AVAILABLE DATA.
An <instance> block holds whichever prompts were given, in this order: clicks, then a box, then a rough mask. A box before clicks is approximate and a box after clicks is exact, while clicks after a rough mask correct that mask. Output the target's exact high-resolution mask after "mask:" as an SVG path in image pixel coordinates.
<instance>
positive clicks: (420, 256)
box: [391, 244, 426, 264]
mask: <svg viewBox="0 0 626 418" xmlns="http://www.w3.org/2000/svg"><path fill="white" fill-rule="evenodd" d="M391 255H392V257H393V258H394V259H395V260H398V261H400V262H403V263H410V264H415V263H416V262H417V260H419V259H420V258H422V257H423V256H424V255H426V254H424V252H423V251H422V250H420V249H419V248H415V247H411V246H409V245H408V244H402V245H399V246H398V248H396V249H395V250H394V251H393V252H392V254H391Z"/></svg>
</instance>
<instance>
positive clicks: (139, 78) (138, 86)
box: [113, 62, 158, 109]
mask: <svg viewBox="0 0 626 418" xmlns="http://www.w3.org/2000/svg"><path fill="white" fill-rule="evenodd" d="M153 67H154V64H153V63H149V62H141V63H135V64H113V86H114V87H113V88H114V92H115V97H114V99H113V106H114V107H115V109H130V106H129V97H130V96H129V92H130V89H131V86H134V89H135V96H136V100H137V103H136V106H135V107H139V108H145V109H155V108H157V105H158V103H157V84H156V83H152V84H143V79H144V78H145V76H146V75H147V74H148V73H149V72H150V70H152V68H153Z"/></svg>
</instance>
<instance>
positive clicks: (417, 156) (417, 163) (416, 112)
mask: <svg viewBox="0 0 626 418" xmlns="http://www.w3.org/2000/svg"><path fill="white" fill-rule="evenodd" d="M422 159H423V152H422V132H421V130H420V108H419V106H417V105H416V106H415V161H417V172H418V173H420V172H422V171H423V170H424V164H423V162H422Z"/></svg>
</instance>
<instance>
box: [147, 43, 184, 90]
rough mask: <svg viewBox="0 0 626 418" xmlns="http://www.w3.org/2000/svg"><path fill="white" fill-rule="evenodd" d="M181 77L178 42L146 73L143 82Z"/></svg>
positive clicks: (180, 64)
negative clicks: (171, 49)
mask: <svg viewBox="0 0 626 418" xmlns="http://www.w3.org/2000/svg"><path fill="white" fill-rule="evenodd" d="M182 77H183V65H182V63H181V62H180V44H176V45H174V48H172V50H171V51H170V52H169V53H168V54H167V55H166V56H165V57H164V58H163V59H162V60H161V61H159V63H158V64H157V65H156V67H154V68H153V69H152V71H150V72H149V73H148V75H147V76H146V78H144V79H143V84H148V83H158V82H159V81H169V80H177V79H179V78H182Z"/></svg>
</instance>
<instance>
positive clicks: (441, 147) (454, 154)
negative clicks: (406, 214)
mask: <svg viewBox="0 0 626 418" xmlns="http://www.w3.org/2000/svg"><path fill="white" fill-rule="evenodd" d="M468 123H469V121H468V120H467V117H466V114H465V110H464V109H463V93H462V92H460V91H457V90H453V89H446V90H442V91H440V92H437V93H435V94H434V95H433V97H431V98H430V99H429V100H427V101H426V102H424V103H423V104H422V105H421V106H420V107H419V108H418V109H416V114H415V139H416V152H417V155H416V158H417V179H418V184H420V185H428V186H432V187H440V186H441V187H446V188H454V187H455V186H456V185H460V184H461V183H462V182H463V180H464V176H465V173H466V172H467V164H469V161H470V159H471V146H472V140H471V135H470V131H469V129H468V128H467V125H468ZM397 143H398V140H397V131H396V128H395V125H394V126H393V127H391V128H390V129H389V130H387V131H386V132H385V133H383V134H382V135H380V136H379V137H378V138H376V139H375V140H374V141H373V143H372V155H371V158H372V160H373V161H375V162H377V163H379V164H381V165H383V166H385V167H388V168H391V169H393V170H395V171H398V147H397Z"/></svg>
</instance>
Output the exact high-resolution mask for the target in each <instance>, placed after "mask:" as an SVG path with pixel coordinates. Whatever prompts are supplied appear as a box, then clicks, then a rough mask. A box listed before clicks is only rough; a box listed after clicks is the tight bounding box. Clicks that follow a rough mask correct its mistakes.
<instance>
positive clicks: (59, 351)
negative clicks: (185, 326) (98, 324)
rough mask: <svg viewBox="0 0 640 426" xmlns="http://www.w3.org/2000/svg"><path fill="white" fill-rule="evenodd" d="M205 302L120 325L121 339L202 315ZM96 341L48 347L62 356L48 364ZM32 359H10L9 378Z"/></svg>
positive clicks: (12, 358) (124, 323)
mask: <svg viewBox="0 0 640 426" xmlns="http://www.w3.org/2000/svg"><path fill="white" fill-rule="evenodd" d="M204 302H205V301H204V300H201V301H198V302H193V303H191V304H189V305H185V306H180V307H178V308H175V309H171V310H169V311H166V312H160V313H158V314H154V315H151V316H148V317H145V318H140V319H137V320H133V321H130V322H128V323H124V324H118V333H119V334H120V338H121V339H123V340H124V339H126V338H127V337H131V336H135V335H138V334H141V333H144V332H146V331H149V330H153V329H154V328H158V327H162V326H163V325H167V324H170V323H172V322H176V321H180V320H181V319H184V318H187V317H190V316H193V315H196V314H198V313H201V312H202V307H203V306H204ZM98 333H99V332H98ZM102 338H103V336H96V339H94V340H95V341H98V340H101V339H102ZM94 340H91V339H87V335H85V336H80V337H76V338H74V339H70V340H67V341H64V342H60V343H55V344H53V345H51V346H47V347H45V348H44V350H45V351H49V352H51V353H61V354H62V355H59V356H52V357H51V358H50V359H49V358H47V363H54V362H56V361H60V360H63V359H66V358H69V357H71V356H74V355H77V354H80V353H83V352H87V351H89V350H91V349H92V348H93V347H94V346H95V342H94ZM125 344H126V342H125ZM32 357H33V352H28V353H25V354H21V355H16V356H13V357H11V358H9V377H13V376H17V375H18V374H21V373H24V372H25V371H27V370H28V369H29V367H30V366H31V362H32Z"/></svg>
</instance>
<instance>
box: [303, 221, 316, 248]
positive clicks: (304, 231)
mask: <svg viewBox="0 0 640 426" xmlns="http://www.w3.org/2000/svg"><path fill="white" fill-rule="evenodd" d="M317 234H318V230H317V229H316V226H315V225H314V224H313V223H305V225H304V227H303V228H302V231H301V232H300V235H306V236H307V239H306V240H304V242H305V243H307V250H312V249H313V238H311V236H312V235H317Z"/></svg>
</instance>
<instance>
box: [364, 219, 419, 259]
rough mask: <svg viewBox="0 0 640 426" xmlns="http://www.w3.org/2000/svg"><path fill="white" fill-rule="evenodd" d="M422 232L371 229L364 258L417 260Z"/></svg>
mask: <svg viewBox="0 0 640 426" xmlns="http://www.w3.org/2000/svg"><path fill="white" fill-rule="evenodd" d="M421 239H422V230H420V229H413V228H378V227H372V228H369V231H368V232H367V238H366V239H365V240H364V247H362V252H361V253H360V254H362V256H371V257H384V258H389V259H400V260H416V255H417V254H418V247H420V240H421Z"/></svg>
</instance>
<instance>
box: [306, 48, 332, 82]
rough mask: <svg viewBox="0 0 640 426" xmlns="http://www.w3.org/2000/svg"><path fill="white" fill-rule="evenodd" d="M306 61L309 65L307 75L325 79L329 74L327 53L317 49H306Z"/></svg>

BRIEF. Print the lines above from the one with "302L120 325L121 339L202" through the one with "box: [303, 221, 316, 248]", both included, exactly as written and nothing more.

RESPONSE TO THIS EXERCISE.
rough mask: <svg viewBox="0 0 640 426" xmlns="http://www.w3.org/2000/svg"><path fill="white" fill-rule="evenodd" d="M205 302L120 325L121 339L202 315ZM96 341L48 347L62 356L48 364ZM32 359H10L9 378Z"/></svg>
positive clicks: (12, 358) (124, 323)
mask: <svg viewBox="0 0 640 426" xmlns="http://www.w3.org/2000/svg"><path fill="white" fill-rule="evenodd" d="M204 302H205V301H204V300H201V301H198V302H193V303H191V304H189V305H185V306H180V307H178V308H175V309H171V310H169V311H166V312H160V313H158V314H154V315H151V316H148V317H145V318H140V319H137V320H133V321H130V322H128V323H124V324H118V333H119V334H120V338H121V339H123V340H124V339H126V338H127V337H131V336H135V335H138V334H141V333H144V332H146V331H149V330H153V329H154V328H158V327H162V326H163V325H167V324H170V323H172V322H176V321H180V320H181V319H184V318H187V317H190V316H193V315H196V314H198V313H201V312H202V307H203V306H204ZM98 333H99V332H98ZM102 338H103V336H96V339H94V340H95V341H98V340H101V339H102ZM94 340H91V339H87V335H85V336H80V337H76V338H74V339H70V340H67V341H64V342H60V343H55V344H53V345H51V346H47V347H45V348H44V350H45V351H49V352H51V353H61V354H62V355H59V356H52V357H51V358H50V359H49V358H47V363H54V362H56V361H60V360H63V359H66V358H69V357H71V356H74V355H77V354H80V353H83V352H87V351H89V350H91V349H92V348H93V347H94V346H95V342H94ZM125 344H126V342H125ZM32 357H33V352H28V353H25V354H21V355H16V356H13V357H11V358H9V377H13V376H17V375H18V374H21V373H24V372H25V371H27V370H28V369H29V367H30V366H31V362H32Z"/></svg>
</instance>
<instance>
box: [303, 221, 316, 248]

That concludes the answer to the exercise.